▸ Items from a data source
======

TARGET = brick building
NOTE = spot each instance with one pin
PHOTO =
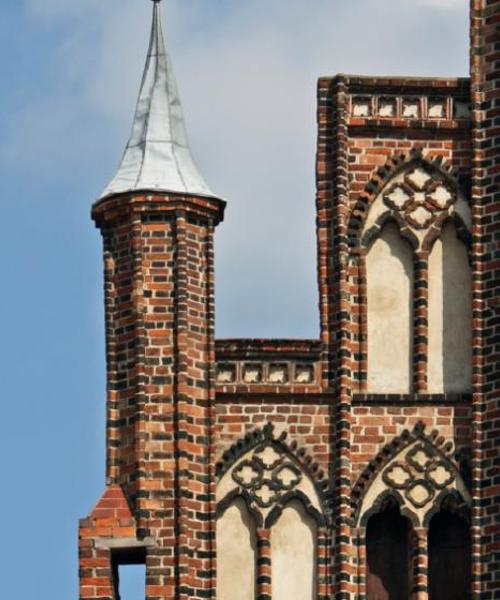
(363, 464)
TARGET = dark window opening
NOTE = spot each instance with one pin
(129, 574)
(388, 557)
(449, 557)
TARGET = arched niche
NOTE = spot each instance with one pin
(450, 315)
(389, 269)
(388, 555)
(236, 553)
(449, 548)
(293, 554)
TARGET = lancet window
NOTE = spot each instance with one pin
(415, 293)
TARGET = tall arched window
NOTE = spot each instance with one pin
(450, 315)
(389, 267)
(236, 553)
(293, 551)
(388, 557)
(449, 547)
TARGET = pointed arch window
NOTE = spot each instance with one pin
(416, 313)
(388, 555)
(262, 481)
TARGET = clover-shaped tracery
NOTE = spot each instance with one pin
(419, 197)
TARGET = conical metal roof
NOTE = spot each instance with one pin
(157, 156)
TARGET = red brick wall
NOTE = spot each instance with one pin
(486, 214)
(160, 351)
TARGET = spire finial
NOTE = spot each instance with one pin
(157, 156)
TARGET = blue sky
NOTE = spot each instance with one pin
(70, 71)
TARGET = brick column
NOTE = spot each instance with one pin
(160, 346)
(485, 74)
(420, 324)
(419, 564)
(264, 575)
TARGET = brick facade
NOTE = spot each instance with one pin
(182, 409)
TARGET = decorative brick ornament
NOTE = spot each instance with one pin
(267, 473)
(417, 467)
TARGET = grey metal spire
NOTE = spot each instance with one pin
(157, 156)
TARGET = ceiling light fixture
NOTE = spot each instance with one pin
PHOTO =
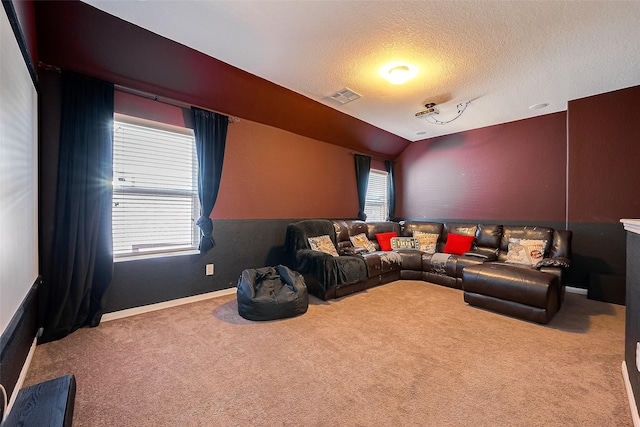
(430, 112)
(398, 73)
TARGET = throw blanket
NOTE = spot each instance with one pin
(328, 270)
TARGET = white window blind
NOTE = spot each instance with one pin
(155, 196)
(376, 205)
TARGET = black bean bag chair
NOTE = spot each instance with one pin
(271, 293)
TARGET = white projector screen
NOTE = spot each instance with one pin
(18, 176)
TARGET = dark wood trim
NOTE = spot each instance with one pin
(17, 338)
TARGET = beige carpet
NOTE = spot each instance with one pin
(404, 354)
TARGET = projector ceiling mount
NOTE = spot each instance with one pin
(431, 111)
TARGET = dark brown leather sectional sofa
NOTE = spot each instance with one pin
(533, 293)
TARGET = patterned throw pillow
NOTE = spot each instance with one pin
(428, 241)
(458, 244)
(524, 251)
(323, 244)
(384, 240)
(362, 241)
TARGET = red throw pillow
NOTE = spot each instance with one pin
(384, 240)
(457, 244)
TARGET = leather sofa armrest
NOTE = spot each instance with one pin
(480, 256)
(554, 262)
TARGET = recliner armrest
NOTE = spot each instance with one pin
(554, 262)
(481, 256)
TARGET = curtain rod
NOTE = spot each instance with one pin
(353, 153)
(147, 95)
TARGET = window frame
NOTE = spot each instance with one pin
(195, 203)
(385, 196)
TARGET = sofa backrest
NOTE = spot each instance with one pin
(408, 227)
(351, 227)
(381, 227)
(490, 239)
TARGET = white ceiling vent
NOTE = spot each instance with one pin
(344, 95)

======

▸ Exercise instructions
Return every line from the entries above that includes the word "metal".

▸ Response to the exercise
TARGET = conical metal roof
TARGET = grey metal spire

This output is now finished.